## PROBLEM DESCRIPTION
Set down the line that contains "Note. One marker is placed on each instance of the winding" and every line after it to the end of the entries, exactly as they stand and nothing more.

## AVAILABLE RECORDS
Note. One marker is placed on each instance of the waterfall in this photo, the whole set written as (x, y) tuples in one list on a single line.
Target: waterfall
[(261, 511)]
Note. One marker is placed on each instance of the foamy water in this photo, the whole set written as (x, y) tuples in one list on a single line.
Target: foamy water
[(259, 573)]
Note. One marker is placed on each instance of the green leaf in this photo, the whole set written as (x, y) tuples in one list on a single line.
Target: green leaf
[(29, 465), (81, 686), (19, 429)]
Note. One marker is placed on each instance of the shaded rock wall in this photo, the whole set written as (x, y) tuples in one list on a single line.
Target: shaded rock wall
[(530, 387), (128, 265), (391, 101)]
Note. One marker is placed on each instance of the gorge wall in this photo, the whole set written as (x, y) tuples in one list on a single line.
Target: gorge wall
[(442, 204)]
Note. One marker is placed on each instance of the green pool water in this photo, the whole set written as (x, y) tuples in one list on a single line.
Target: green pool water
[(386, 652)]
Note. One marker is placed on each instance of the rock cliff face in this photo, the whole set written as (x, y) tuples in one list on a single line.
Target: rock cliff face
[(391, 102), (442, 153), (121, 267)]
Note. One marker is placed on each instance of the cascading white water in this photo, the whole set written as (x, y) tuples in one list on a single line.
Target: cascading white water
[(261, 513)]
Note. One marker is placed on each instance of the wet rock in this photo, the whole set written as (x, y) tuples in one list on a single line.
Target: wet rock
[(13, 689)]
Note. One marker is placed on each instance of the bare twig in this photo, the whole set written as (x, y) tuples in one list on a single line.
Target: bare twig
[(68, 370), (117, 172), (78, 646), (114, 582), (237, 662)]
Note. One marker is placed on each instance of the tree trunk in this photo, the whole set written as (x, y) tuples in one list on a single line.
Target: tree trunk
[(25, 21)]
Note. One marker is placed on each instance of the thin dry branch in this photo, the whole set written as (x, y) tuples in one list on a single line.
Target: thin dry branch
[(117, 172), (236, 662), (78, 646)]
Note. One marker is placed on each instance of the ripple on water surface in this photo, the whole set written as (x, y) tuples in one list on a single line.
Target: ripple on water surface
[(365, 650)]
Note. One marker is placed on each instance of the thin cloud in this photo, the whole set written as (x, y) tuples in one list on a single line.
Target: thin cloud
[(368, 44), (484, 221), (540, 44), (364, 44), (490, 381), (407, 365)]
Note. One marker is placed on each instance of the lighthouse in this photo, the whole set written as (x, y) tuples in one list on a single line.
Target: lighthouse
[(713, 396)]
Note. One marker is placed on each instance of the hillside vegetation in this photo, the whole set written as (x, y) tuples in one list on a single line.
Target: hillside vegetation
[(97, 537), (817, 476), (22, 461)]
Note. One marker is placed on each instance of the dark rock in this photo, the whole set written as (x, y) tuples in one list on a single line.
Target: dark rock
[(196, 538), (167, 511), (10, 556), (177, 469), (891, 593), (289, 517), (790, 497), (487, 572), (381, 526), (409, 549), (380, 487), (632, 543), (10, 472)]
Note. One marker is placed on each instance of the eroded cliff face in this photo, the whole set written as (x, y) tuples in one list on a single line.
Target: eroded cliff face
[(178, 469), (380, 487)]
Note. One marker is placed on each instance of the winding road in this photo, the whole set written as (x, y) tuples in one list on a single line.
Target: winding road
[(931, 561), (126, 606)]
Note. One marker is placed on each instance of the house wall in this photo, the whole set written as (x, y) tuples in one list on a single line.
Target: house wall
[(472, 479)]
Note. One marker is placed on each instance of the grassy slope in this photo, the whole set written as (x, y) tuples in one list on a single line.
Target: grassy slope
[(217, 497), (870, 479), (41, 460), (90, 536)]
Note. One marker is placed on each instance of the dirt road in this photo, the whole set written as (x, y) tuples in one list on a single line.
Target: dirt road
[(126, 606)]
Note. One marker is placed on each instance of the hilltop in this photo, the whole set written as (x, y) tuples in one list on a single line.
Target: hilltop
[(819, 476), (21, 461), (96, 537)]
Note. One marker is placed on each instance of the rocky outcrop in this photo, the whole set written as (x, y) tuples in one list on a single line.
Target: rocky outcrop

## THE OUTPUT
Note. One marker is placed on each instance of the winding road in this photo, the whole set written as (x, y) tuples in one list on a single line.
Target: winding road
[(931, 561), (126, 606)]
Note. One marker is placed on each instance of the house wall in this photo, the whole set written as (x, y) tuples in one list on a single line.
Target: house wall
[(472, 479)]
Note. One marker is placed on each instance of the grassy slope in this photo, the whole set written as (x, y) tuples in one list on a single line.
Target: grassy slope
[(217, 497), (870, 479), (41, 460), (90, 536)]
Note. One marker is placed on each instance of the dirt road in this photo, the whole set written as (x, y) tuples in one list on a single line.
Target: dirt road
[(126, 606)]
Note. One marker is placed on each instance of the hilltop in this photo, the whole set written as (x, y) tuples in one list on a single line.
Target: hilltop
[(819, 476), (21, 461), (96, 537)]
Note. One marker is placed on each instance of the rocky outcrop in this photo, the whole set written as (x, y) tuples in one list on a single line.
Target: rocky outcrop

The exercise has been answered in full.